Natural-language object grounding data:
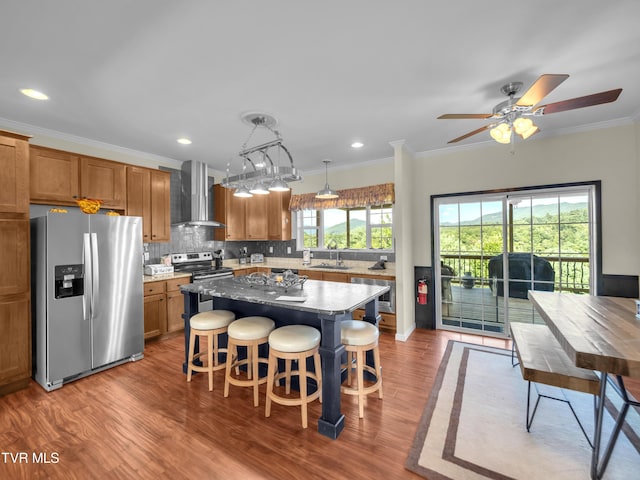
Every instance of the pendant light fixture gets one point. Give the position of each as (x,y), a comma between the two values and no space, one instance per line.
(263,176)
(326,192)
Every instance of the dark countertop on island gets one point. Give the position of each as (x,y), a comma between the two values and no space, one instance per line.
(329,298)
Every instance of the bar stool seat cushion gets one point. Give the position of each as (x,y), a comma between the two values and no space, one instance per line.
(358,332)
(294,338)
(212,319)
(251,328)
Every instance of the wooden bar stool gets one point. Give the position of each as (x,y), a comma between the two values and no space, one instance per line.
(359,337)
(208,325)
(250,332)
(294,342)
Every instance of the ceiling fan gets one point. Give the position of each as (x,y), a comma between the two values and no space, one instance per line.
(513,114)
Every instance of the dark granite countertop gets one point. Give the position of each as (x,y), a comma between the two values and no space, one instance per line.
(330,298)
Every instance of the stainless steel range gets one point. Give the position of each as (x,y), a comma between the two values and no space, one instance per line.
(200,266)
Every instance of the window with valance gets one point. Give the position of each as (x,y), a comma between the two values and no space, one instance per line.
(359,219)
(349,198)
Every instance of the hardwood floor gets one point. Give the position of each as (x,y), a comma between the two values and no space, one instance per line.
(143,420)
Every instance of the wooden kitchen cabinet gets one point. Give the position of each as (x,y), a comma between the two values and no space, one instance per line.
(14,173)
(256,221)
(149,197)
(15,286)
(230,211)
(279,215)
(104,180)
(54,176)
(155,315)
(261,217)
(175,304)
(163,307)
(14,245)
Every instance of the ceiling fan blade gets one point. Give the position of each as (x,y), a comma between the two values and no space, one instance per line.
(580,102)
(541,88)
(467,135)
(456,116)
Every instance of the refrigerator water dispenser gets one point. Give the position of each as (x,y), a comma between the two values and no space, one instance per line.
(69,281)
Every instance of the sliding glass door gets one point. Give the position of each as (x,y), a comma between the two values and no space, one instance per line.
(492,248)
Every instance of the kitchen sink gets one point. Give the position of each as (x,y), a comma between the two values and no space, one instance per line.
(331,266)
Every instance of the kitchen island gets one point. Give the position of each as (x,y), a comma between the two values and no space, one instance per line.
(321,304)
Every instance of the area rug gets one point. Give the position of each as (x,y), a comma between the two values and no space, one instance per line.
(473,426)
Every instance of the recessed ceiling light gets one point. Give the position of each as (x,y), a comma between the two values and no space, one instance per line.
(31,93)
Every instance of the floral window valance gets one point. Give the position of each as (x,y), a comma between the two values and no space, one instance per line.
(349,198)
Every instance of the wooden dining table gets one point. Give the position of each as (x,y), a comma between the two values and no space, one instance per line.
(601,334)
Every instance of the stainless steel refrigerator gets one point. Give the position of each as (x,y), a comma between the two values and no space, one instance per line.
(87,300)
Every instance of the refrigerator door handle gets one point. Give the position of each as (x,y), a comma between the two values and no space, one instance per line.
(86,260)
(95,274)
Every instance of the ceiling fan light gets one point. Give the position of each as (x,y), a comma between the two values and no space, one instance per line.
(242,192)
(259,189)
(279,185)
(501,133)
(521,125)
(526,134)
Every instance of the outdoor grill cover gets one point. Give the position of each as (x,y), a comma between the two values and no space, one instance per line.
(520,269)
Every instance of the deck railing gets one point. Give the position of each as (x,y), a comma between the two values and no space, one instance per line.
(572,273)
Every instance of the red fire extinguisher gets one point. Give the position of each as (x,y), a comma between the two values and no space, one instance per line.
(422,291)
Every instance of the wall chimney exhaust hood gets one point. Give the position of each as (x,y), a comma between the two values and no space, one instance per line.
(195,196)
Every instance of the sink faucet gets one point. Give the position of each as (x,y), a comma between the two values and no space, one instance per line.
(333,245)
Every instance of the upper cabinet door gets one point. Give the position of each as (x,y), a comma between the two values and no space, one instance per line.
(139,198)
(279,216)
(14,173)
(54,176)
(160,206)
(256,221)
(103,180)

▶ [Required action]:
Give again, word for word, every line from the one holding "Every instance of the upper" to the end of the data.

▶ [Exercise answer]:
Every instance of the upper cabinet door gets one point. Give the position of each as (x,y), a comma between the two values and no space, one instance per line.
(139,198)
(279,216)
(14,173)
(54,176)
(160,206)
(256,221)
(103,180)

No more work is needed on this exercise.